* Work to complete *
Retype all of the entries word for word.

Input Start Marker

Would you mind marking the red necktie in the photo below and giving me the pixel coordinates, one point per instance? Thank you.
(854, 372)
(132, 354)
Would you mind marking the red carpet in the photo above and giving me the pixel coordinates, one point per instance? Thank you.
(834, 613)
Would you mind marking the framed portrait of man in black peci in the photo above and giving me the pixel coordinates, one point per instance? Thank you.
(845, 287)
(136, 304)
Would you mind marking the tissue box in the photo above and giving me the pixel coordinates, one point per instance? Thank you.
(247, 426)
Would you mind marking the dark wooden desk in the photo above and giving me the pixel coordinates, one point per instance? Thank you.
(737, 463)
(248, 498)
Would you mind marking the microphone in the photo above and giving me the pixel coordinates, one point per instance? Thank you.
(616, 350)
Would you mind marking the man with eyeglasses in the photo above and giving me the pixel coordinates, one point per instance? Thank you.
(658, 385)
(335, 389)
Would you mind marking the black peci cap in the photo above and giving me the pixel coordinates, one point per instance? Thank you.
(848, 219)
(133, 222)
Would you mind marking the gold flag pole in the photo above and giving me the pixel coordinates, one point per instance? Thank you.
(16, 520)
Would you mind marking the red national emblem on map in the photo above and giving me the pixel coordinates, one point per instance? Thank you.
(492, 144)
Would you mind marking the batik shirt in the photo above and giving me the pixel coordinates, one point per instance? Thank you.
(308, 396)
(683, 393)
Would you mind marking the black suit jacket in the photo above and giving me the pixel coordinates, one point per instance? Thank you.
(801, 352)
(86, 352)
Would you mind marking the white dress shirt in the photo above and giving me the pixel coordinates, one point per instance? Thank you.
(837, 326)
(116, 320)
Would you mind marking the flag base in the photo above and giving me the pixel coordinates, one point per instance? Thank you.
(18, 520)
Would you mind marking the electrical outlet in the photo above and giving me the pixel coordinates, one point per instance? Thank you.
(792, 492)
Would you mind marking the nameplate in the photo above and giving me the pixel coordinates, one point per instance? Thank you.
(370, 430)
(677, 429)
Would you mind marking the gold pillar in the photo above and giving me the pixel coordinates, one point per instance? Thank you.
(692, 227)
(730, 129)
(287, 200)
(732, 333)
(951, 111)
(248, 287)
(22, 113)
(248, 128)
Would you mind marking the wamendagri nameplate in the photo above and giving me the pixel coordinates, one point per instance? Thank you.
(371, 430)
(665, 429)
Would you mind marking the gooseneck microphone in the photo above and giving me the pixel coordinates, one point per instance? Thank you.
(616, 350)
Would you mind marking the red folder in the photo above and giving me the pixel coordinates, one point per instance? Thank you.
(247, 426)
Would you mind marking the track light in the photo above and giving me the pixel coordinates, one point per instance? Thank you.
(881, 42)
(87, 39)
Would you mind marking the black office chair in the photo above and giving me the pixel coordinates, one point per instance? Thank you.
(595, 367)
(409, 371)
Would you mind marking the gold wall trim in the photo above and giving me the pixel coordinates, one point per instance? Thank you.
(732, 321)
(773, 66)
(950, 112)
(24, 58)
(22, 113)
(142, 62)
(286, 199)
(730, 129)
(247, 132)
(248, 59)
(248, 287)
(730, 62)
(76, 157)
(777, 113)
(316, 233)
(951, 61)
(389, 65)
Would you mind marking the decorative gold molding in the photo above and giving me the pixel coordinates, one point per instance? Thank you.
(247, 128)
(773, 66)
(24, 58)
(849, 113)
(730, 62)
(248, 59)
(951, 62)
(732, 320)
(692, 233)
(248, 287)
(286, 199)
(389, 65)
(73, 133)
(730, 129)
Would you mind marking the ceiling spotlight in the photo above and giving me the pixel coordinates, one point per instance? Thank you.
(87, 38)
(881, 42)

Input End Marker

* Answer to the exercise *
Would you mind marking the red necktie in the photo below and giving me the pixel coordinates, one point per instance? Thank you.
(854, 372)
(132, 354)
Would you mind marking the red carpet in the photo above and giving me the pixel coordinates, one point per instance? Thank you.
(834, 613)
Would you mind marking the framed portrait of man in black peci in the photo above and giving me the pixel coordinates, one point per instance? Thank you.
(845, 287)
(136, 304)
Would you mind marking the tissue box in the photo above and giving me the pixel coordinates, one point per instance? Thank you.
(247, 426)
Would you mind marking the dark wooden desk in the photo above and giving me the pixel coordinates, one point per instance? Thank you.
(737, 463)
(248, 498)
Would you mind marking the microphone in the photo above and giving me the pixel coordinates, one point per instance? Thank you.
(616, 350)
Would you mind marking the man with eyeglasses in the photo above and giving me the pixel coordinates, one point per instance? Thank you.
(658, 385)
(335, 389)
Would you mind marking the black peci cap in the photo above and giving me the pixel coordinates, one point per instance? Thank you.
(848, 219)
(133, 222)
Would you mind marking the gold flag pole in the photo above and giving me the pixel coordinates, one point per instance? Thank you.
(16, 520)
Would you mind marking the red national emblem on map in the photo above and giving me the pixel coordinates, one point per instance? Thank you.
(492, 144)
Would you mind marking the batik shirt in the photo above and giving me the pixel coordinates, one point per instance? Thank you.
(308, 396)
(683, 393)
Would you mind marking the black suit jacket in the photo above and giving me the pixel coordinates, one point per instance? Thank you.
(801, 352)
(86, 352)
Would you mind marking the white dress shirt in the photo above and giving me the pixel coordinates, one point per instance? Thank you.
(837, 326)
(116, 320)
Would you mind marking the flag base in the photo above and giving me the pixel coordinates, one point per instance? Thank you.
(18, 520)
Would you mind marking the electrical outlet in the photo above and giving me the pixel coordinates, one point per instance? Thank you.
(792, 492)
Would you mind marking the nameplate in the photo above and giving me the pixel coordinates, one point per instance? Thank you.
(370, 430)
(677, 429)
Would you mind marking the gold pillar in the photo above and giving me the pixel coordinates, one point per instance? Thank you.
(692, 227)
(730, 129)
(287, 200)
(732, 333)
(951, 111)
(248, 287)
(22, 113)
(248, 128)
Would you mind marking the wamendagri nameplate in the photo above and giving me the pixel coordinates, one point per instance? Thank you.
(371, 430)
(665, 429)
Would you mind marking the gooseneck microphone in the photo above and giving me the pixel coordinates, one point per instance? Thank you.
(616, 350)
Would you mind marking the red folder in the photo above and giving me the pixel coordinates, one point per instance? Thank you.
(247, 426)
Would you mind marking the track light in the photo above and giving me the pixel coordinates, one point per instance? Thank you.
(881, 42)
(87, 39)
Would you mind marking the black office chair in the photo above and giving me the pixel coordinates, one point per instance? Thank you.
(595, 367)
(409, 371)
Would you mind marking the gold wall trim in the photo above and giving me the pixel coordinates, one point per instance? Thank you.
(732, 321)
(773, 66)
(950, 112)
(24, 58)
(22, 113)
(142, 62)
(286, 199)
(730, 129)
(247, 132)
(248, 59)
(248, 287)
(730, 62)
(76, 157)
(777, 113)
(316, 233)
(951, 61)
(389, 65)
Would you mind marking the decorative gold molding in the photo above and giving me the pixel coordinates, one point per instance? Thank you.
(247, 128)
(773, 66)
(24, 58)
(849, 113)
(730, 62)
(248, 59)
(951, 62)
(732, 320)
(692, 233)
(248, 287)
(286, 199)
(389, 65)
(73, 133)
(730, 129)
Would you mind marking the ceiling spotlight in the photo above and giving me the pixel coordinates, one point per instance? Thank you.
(87, 38)
(881, 42)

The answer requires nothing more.